[Directions] Put every line of text from the items below into a JSON list of strings, one string per line, skipping blank lines and leaving out the pictures.

[Record set]
§

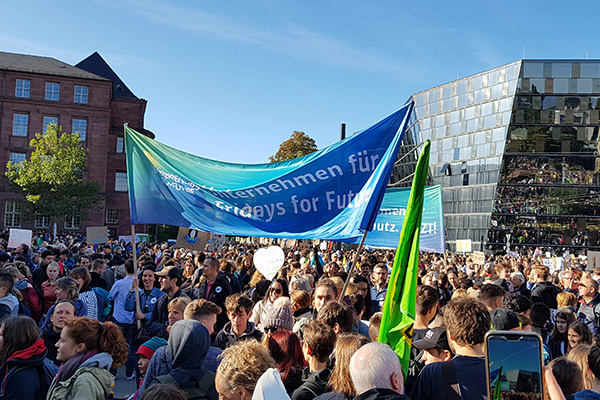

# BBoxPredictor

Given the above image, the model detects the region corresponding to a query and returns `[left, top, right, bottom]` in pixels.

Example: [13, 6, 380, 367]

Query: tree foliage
[269, 131, 318, 163]
[6, 123, 102, 222]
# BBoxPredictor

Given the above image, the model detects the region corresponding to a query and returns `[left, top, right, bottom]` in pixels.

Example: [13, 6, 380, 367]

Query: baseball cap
[490, 308, 521, 331]
[154, 265, 183, 278]
[412, 327, 451, 351]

§

[Result of this exercise]
[
  "# BBoxPredictor",
  "Given the above image, the model detects the region corresponding to a query and returns `[left, top, right, bottom]` in pixels.",
  "Example: [13, 6, 380, 367]",
  "Query: tree foliage",
  "[269, 131, 318, 163]",
  "[6, 123, 102, 222]",
  "# BBoxPredictor",
  "Given the above image, the model detects the region corresponding to a query and returns `[left, top, right, bottom]` in pixels.",
  "Example: [13, 6, 380, 367]",
  "Query: baseball cap",
  "[490, 308, 521, 331]",
  "[154, 265, 183, 278]",
  "[412, 327, 451, 351]"
]